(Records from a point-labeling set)

— begin —

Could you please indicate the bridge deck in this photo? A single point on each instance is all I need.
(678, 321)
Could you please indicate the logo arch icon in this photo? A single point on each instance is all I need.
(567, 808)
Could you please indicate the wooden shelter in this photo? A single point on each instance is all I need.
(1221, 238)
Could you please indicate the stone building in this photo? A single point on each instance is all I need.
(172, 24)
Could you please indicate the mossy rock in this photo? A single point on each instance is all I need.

— end —
— begin —

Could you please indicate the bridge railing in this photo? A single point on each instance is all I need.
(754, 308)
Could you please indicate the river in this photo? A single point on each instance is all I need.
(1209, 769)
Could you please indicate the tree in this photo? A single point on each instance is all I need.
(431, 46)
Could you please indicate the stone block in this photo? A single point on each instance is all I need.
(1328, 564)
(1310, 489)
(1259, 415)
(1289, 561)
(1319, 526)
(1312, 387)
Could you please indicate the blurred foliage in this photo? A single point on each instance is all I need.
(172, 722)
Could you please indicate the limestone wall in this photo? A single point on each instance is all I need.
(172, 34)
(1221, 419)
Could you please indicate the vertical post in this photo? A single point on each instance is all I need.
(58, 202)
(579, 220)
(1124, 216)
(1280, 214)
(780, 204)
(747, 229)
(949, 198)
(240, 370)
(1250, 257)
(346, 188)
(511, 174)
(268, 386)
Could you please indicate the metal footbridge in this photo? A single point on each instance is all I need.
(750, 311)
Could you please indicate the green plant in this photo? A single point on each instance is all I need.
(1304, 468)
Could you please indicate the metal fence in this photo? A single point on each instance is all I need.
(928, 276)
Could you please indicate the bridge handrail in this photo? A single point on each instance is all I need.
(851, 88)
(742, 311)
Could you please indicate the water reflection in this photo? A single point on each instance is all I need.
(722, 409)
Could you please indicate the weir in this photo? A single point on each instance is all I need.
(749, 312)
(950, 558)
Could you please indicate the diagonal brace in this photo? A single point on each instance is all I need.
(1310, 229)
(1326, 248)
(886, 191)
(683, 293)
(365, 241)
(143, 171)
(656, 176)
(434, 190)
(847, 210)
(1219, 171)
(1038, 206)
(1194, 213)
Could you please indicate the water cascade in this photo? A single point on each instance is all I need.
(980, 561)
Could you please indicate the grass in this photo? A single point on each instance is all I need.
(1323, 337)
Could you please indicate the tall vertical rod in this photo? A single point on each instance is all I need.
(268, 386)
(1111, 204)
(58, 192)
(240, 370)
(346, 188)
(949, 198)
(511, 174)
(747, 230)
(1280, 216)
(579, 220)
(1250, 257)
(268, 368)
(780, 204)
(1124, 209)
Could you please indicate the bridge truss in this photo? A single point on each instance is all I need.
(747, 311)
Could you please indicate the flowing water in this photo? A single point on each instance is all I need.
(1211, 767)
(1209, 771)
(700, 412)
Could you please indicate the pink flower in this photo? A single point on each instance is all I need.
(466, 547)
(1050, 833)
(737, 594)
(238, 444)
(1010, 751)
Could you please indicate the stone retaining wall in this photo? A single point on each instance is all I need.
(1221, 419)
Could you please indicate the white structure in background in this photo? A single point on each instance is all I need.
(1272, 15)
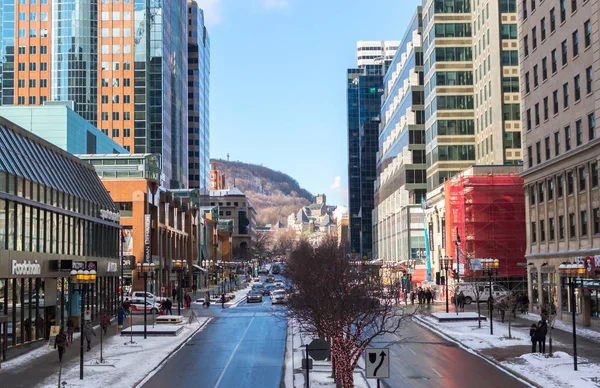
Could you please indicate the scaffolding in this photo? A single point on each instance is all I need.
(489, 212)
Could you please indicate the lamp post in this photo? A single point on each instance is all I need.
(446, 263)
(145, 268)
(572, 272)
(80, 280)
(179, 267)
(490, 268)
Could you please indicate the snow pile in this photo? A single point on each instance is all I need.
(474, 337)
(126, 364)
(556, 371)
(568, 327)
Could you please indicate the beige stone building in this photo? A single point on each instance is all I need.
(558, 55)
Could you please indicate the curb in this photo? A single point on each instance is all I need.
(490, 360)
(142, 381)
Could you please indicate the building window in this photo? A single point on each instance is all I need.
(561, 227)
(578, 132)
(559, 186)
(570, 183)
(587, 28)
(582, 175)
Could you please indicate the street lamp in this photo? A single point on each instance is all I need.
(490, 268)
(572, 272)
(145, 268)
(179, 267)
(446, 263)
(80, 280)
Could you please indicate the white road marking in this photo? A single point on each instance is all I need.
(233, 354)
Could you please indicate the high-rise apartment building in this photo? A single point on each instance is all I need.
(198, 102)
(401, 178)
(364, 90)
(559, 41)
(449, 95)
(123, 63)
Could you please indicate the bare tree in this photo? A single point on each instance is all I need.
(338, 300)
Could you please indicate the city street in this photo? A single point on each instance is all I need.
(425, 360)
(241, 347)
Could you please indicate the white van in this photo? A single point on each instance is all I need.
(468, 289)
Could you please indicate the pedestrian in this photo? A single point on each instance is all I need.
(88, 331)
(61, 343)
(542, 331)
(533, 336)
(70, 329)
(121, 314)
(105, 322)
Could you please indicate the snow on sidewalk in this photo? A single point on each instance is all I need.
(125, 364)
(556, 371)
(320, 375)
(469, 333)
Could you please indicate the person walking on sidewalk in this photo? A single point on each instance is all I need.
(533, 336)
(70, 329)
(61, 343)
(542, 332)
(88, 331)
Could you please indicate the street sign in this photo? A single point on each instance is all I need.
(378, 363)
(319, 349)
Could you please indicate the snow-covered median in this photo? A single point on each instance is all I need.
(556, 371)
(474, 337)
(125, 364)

— end —

▶ _PROBLEM_
Format the stretch from the line containing "Could you please indicate the green" through the line containing "(1323, 337)" as a Markdown table with a "Row" column for the row number and a "Line" column for the line, leaving out blank lines. Include only those lines.

▶ _OUTPUT OF THE EXERCISE_
| Row | Line |
|---|---|
| 1 | Could you please indicate the green plant in this photo? A single point on each instance is all I need. |
| 2 | (1304, 468) |
| 3 | Could you please indicate the metal fence in this photo? A single point on each instance is all I need. |
| 4 | (928, 276) |
| 5 | Could you please indicate the bridge handrail in this photo? A single point on each instance is all I need. |
| 6 | (851, 88) |
| 7 | (742, 311) |
| 8 | Could you please indicate the water reflection in this photo? A single point on each instance is all I need. |
| 9 | (722, 409) |
| 10 | Could you please indicate the weir in this photo? A single point on each instance is all I need. |
| 11 | (749, 312) |
| 12 | (950, 558) |
| 13 | Could you please indicate the diagonal brace in this photo? A single point on each instance is all I need. |
| 14 | (1310, 229) |
| 15 | (1326, 248) |
| 16 | (886, 191) |
| 17 | (683, 293) |
| 18 | (365, 241) |
| 19 | (143, 171) |
| 20 | (656, 176) |
| 21 | (434, 190) |
| 22 | (847, 210) |
| 23 | (1219, 171) |
| 24 | (1038, 206) |
| 25 | (1194, 213) |
| 26 | Could you please indicate the water cascade in this photo? A single point on each instance is all I need. |
| 27 | (980, 561) |
| 28 | Could you please indicate the grass in this photo? A single point on each instance is all I need. |
| 29 | (1323, 337) |